## Problem requirements
Copy out every one of the following rows unchanged.

## Excerpted records
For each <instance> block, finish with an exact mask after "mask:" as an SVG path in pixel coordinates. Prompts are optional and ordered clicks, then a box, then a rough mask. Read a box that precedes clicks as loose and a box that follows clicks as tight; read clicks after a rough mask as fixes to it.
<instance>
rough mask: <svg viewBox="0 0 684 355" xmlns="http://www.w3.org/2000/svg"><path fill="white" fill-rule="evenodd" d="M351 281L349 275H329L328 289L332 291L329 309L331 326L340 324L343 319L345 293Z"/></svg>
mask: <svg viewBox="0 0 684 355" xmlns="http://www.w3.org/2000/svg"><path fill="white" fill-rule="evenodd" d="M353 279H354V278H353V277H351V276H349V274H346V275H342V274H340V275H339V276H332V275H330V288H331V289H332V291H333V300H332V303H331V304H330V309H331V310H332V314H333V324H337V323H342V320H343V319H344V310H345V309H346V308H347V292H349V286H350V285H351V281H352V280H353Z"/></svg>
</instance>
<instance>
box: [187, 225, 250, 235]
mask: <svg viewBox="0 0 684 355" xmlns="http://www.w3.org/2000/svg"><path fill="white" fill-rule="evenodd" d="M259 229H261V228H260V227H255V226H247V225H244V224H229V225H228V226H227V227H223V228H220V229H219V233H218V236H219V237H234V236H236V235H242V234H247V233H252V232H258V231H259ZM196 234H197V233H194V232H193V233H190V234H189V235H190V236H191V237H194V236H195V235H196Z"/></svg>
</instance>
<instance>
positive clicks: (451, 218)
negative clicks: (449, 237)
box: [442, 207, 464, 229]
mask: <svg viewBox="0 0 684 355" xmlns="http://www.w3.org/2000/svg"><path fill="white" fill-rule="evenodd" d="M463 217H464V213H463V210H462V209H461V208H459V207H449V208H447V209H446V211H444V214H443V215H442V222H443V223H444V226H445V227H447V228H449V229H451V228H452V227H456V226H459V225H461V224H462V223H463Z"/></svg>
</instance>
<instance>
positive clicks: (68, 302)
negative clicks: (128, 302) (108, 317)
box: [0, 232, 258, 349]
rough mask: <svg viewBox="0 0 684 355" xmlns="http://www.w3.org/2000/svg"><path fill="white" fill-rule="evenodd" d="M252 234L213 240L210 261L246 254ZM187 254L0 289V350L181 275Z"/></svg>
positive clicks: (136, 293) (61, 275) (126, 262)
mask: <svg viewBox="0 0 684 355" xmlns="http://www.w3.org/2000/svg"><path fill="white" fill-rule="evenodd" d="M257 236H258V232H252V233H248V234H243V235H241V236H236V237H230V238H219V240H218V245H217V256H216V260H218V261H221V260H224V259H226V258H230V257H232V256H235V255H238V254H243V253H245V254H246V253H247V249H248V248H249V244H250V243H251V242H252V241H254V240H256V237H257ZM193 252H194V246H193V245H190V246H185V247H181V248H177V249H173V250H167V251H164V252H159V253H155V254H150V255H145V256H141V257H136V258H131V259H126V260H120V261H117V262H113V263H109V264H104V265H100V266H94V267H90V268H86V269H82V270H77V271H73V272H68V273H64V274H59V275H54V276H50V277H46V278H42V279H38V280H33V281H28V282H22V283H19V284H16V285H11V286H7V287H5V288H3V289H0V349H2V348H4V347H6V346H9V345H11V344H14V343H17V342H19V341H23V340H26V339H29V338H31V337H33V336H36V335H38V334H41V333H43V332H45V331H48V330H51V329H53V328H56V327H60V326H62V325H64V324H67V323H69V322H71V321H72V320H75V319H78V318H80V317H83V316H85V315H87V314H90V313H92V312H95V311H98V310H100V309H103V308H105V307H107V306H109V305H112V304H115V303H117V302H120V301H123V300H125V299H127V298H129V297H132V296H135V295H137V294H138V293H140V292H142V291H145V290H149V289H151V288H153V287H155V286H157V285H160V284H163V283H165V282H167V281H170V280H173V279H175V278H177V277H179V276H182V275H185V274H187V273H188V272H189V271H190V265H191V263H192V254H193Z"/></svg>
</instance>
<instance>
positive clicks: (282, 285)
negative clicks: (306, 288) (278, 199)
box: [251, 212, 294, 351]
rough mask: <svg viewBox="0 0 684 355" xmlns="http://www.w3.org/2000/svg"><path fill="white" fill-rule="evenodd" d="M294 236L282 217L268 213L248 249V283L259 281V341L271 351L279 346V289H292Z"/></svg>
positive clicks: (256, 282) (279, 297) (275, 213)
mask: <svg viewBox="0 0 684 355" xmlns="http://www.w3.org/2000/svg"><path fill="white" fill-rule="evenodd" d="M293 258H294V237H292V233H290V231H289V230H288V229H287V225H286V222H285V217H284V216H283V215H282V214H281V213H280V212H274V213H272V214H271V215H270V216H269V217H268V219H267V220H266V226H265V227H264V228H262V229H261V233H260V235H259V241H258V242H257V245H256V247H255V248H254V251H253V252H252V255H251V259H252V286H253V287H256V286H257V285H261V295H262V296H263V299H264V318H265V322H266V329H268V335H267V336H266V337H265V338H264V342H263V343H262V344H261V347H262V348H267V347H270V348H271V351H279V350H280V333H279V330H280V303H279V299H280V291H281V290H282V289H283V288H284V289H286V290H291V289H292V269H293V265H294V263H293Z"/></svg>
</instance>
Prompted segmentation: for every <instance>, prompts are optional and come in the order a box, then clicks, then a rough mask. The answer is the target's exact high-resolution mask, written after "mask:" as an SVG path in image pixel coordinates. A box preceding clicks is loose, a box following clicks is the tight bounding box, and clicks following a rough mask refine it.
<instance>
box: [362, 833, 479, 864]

## Result below
For each <instance> block, finish with an exact mask after "mask:" as an SVG path in pixel coordinates. Prompts are optional and ordered clicks, then a box, then a rough mask. Read a box that precedes clicks as loose and a box that follows clicks as tight; read clicks after a rough mask as fixes to it.
<instance>
rough mask: <svg viewBox="0 0 684 355" xmlns="http://www.w3.org/2000/svg"><path fill="white" fill-rule="evenodd" d="M351 281L349 275H329L328 289L332 291L329 309L331 326L340 324L343 319L345 293Z"/></svg>
mask: <svg viewBox="0 0 684 355" xmlns="http://www.w3.org/2000/svg"><path fill="white" fill-rule="evenodd" d="M353 279H354V278H353V277H351V276H349V274H346V275H342V274H340V275H339V276H332V275H330V288H331V289H332V291H333V300H332V303H331V304H330V309H331V310H332V314H333V324H337V323H342V320H343V319H344V310H345V309H346V308H347V292H349V286H350V285H351V281H352V280H353Z"/></svg>
</instance>
<instance>
box: [187, 225, 250, 235]
mask: <svg viewBox="0 0 684 355" xmlns="http://www.w3.org/2000/svg"><path fill="white" fill-rule="evenodd" d="M259 229H261V228H260V227H255V226H247V225H244V224H229V225H228V226H227V227H223V228H220V229H219V233H218V236H219V237H234V236H236V235H242V234H247V233H252V232H258V231H259ZM196 234H197V233H194V232H193V233H190V234H189V235H190V236H191V237H194V236H195V235H196Z"/></svg>
</instance>
<instance>
positive clicks: (451, 218)
negative clicks: (449, 237)
box: [442, 207, 464, 229]
mask: <svg viewBox="0 0 684 355" xmlns="http://www.w3.org/2000/svg"><path fill="white" fill-rule="evenodd" d="M463 217H464V213H463V210H462V209H461V208H459V207H449V208H447V209H446V211H444V214H443V215H442V222H443V223H444V226H445V227H447V228H449V229H451V228H452V227H456V226H459V225H461V224H462V223H463Z"/></svg>
</instance>
<instance>
positive clicks: (68, 302)
negative clicks: (128, 302) (108, 317)
box: [0, 232, 258, 349]
rough mask: <svg viewBox="0 0 684 355" xmlns="http://www.w3.org/2000/svg"><path fill="white" fill-rule="evenodd" d="M252 234L213 240L210 261L246 254ZM187 254L0 289V350L181 275Z"/></svg>
positive clicks: (136, 293) (61, 275) (126, 262)
mask: <svg viewBox="0 0 684 355" xmlns="http://www.w3.org/2000/svg"><path fill="white" fill-rule="evenodd" d="M257 236H258V232H252V233H248V234H243V235H241V236H236V237H230V238H219V240H218V245H217V256H216V260H218V261H221V260H224V259H226V258H230V257H232V256H235V255H238V254H243V253H245V254H246V253H247V249H248V248H249V244H250V243H251V242H252V241H254V240H256V237H257ZM193 252H194V246H193V245H190V246H185V247H181V248H177V249H173V250H167V251H164V252H159V253H155V254H150V255H145V256H141V257H136V258H131V259H126V260H120V261H117V262H113V263H109V264H104V265H100V266H94V267H90V268H86V269H82V270H77V271H73V272H68V273H64V274H59V275H54V276H50V277H46V278H42V279H38V280H33V281H28V282H22V283H19V284H16V285H11V286H7V287H5V288H3V289H0V349H2V348H4V347H6V346H9V345H11V344H14V343H17V342H19V341H23V340H26V339H29V338H31V337H33V336H36V335H38V334H41V333H43V332H45V331H48V330H51V329H53V328H56V327H60V326H62V325H64V324H67V323H69V322H71V321H72V320H75V319H78V318H80V317H83V316H85V315H87V314H90V313H92V312H95V311H98V310H100V309H103V308H105V307H107V306H109V305H112V304H115V303H117V302H120V301H123V300H125V299H127V298H129V297H132V296H135V295H137V294H138V293H140V292H142V291H145V290H149V289H151V288H153V287H155V286H157V285H160V284H163V283H165V282H167V281H170V280H173V279H175V278H177V277H179V276H182V275H185V274H187V273H188V272H189V271H190V265H191V263H192V254H193Z"/></svg>
</instance>
<instance>
positive clicks: (282, 285)
negative clicks: (306, 288) (278, 199)
box: [251, 212, 294, 351]
rough mask: <svg viewBox="0 0 684 355" xmlns="http://www.w3.org/2000/svg"><path fill="white" fill-rule="evenodd" d="M294 236L282 217L268 213L248 249V283L259 281V341L271 351L279 346V289H292Z"/></svg>
positive clicks: (256, 282) (279, 297) (275, 213)
mask: <svg viewBox="0 0 684 355" xmlns="http://www.w3.org/2000/svg"><path fill="white" fill-rule="evenodd" d="M293 258H294V237H292V233H290V231H289V230H288V229H287V225H286V222H285V217H284V216H283V215H282V214H281V213H280V212H274V213H272V214H271V215H270V216H269V217H268V219H267V220H266V226H265V227H264V228H262V229H261V233H260V235H259V241H258V242H257V245H256V247H255V248H254V251H253V252H252V255H251V259H252V286H253V287H256V286H257V285H261V295H262V296H263V299H264V318H265V322H266V329H268V335H267V336H266V337H265V338H264V342H263V343H262V344H261V347H262V348H267V347H270V348H271V351H279V350H280V333H279V330H280V303H279V299H280V291H281V290H282V289H283V288H284V289H286V290H291V289H292V269H293V265H294V263H293Z"/></svg>
</instance>
Prompted segmentation: for every <instance>, prompts are optional and come in the order a box, then clicks, then a rough mask. The answer is the target's exact high-resolution mask, written after "mask:" as an SVG path in image pixel coordinates. A box preceding clicks is loose, a box following clicks is the tight bounding box, and clicks following a rough mask refine it.
<instance>
box: [362, 833, 479, 864]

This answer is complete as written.